[ЗАДАНИЕ A]:
Оформите в виде списка строк JSON строки из приведенных ниже записей, начиная со строки, содержащей "Mark the region", и заканчивая строкой, содержащей "366L144 280L108 442L277", включительно. Каждой строке должна соответствовать одна строка списка, пустые строки не включайте.

Так уж случилось, что вот уже почти двести лет — спасибо классику — царь Борис для нас не столько историческая фигура или даже литературный персонаж, сколько ключ к загадке: как, не впадая в крайности и оставаясь человеком православным и церковным, совместить в собственной душе апостольское «несть бо власть аще не от Бога, сущия же власти от Бога учинены суть» (Рим.13, 1) и пушкинское «нельзя молиться за царя Ирода — Богородица не велит»?
Меня еще в школе удивляло: а почему, собственно, так проштрафился именно Борис Годунов? Он что, был плохим царем? Да нет, скорее, даже хорошим. А уж фактическим правителем при своем зяте и предшественнике царе Федоре Иоанновиче — вообще отличным. Этот тендем практически идеален: на престоле блаженный, начальник-мечта, который ни во что житейское не мешается, зато молится и предстательствует перед Богом за народ, а за ним — сильный политик, укрепляющий и развивающий государство.
Первые 12 лет фактического правления Годунова — это избрание митрополита Московского Иова первым русским патриархом. Это небывалый размах строительства городов и крепостей — Воронеж, Ливны, Самара, Царицын, Саратов, Елец, Белгород, Томск, непреступные крепостные стены Смоленска и Белого города в Москве, которые вместе с укреплениями Земляного вала так и не решился штурмовать крымский хан Казы-Гирей. Это мирный договор со Швецией, по которому Россия вернула себе все земли, которые потеряла во время Ливонской войны…
И все это под сенью праведника на престоле, воплощенного идеала воцерковления жизни и власти, который — и это главное — был в глазах всех абсолютно легитимным ее носителем, Рюриковичем, прямым наследником Ивана Грозного.
Беда Бориса Годунова не в том, что он был плохим царем. Его беда в том, что он был незаконным царем. Хотя его и избрал Земский собор. Да и что это за избрание? Так, боярские игры. Во всяком случае, по версии Пушкина: «О чем там плачут? — А как нам знать? То ведают бояре, нам не чета».
Борис Годунов — прагматик, популист, политтехнолог, но предлагаемые им «правила игры» до поры до времени всех вполне устраивали, до 1602 года он был довольно популярен во всех классах общества, и его падения ничто не предвещало.
А потом разразился кризис. Весной 1601 года двенадцать недель шли холодные дожди, а в июле выпал первый снег. В конце августа по Днепру ездили на санях. Урожая, понятно, в том году не было. Весна 1602 года была ранняя, теплая, но только взошли озими — снова грянули морозы, а летом урожай сгубила засуха. Начался голод. Продавали пироги с человечиной, выкапывали покойников, резали и ели постояльцев на постоялых дворах. Погибла чуть не треть населения страны. В Москве из двухсот пятидесяти тысяч жителей умерло сто двадцать семь.

[ЗАДАНИЕ B]:
Перепечатайте из текста о Борисе Годунове фрагмент от "Беда Бориса Годунова" до "ничто не предвещало." включительно, не внося никаких изменений.

[ФРАГМЕНТ НАБОРА ДАННЫХ]:
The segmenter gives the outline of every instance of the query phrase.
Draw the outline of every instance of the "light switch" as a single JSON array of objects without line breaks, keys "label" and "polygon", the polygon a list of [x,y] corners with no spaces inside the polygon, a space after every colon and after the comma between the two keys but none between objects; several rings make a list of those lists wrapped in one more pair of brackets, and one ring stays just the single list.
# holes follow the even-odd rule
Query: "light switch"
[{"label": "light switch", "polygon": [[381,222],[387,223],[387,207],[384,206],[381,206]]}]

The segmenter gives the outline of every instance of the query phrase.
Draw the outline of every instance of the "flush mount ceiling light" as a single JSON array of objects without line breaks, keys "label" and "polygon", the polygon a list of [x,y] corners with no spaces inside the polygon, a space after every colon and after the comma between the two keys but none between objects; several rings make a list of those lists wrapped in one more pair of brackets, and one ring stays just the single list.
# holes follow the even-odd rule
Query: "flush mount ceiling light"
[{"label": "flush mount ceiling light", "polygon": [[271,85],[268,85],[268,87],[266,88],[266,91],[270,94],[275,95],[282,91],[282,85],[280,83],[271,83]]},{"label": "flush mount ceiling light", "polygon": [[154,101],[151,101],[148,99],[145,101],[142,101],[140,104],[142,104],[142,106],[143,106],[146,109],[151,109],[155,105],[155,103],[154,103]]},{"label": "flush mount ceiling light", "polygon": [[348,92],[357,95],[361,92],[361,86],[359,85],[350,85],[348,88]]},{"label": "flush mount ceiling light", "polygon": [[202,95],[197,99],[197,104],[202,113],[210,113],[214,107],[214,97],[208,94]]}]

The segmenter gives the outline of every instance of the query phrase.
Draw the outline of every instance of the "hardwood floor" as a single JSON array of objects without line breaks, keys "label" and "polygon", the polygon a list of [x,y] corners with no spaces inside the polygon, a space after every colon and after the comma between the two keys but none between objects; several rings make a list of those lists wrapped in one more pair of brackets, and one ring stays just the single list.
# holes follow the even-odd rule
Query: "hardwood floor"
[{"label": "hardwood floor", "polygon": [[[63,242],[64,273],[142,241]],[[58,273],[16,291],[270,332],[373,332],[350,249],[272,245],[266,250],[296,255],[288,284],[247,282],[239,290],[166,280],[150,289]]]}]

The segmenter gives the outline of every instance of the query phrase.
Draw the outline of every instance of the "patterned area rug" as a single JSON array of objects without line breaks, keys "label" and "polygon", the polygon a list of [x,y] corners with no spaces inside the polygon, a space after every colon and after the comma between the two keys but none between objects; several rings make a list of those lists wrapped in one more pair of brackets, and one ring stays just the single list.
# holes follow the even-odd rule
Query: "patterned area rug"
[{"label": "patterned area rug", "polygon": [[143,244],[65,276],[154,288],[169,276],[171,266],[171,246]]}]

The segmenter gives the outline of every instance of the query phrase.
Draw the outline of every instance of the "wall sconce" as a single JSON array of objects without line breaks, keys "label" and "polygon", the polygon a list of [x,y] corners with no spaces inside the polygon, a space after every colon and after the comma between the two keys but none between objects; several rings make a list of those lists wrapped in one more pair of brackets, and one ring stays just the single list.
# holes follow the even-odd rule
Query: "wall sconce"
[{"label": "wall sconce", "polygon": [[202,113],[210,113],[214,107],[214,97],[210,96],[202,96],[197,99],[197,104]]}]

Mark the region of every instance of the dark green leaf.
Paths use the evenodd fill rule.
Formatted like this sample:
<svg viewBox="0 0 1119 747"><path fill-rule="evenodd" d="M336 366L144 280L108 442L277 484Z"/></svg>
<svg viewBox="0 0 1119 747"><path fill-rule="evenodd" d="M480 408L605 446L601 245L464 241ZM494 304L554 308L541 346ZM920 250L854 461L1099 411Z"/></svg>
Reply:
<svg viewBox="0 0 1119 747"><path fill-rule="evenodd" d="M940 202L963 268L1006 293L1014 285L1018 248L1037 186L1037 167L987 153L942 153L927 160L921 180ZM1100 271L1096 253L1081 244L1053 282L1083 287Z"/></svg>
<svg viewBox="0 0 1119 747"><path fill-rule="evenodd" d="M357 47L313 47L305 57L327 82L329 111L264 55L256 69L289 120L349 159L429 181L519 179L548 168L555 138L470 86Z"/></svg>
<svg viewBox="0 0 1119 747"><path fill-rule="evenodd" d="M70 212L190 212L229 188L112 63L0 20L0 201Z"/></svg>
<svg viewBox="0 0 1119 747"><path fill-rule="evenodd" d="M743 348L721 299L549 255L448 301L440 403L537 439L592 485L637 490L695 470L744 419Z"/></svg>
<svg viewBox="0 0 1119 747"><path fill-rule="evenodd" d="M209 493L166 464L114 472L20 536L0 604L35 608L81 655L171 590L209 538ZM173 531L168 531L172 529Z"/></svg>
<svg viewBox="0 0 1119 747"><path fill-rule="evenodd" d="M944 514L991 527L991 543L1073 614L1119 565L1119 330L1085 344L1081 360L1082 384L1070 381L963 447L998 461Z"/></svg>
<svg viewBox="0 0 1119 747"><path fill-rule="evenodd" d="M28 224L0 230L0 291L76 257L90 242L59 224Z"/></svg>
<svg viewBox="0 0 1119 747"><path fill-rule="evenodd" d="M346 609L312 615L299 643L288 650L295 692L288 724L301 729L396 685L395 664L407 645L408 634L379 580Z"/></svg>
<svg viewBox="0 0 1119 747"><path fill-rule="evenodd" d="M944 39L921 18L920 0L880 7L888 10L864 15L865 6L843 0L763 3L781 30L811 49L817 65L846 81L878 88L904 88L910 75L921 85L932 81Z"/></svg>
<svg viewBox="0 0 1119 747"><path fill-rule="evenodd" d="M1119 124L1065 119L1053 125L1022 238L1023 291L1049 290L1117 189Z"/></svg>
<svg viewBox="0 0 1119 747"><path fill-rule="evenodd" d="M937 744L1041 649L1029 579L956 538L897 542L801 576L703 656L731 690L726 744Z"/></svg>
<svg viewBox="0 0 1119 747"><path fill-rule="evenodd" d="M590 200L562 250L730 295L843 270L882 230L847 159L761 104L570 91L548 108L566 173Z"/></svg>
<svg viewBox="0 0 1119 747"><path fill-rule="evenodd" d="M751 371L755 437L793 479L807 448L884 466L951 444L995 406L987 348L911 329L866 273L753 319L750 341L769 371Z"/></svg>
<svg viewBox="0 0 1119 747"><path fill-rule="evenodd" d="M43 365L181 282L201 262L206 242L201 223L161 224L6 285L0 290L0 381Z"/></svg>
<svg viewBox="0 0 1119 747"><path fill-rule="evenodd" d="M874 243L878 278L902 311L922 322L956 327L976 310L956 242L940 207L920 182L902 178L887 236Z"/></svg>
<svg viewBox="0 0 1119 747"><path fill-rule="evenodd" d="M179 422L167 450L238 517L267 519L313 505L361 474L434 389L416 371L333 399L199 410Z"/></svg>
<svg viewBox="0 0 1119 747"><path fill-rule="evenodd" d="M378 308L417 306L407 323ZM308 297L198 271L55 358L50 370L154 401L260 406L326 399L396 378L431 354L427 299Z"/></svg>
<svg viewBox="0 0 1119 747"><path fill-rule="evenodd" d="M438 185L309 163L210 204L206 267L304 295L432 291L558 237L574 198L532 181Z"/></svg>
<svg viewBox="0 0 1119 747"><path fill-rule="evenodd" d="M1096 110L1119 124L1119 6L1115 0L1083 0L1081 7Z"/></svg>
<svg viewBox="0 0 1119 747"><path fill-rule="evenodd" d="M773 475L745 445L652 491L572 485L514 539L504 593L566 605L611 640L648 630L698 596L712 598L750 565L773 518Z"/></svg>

[ОТВЕТ A]:
[
  "Mark the region of every instance of the dark green leaf.",
  "Paths use the evenodd fill rule.",
  "Formatted like this sample:",
  "<svg viewBox=\"0 0 1119 747\"><path fill-rule=\"evenodd\" d=\"M336 366L144 280L108 442L277 484Z\"/></svg>"
]

[ОТВЕТ B]:
Беда Бориса Годунова не в том, что он был плохим царем. Его беда в том, что он был незаконным царем. Хотя его и избрал Земский собор. Да и что это за избрание? Так, боярские игры. Во всяком случае, по версии Пушкина: «О чем там плачут? — А как нам знать? То ведают бояре, нам не чета».
Борис Годунов — прагматик, популист, политтехнолог, но предлагаемые им «правила игры» до поры до времени всех вполне устраивали, до 1602 года он был довольно популярен во всех классах общества, и его падения ничто не предвещало.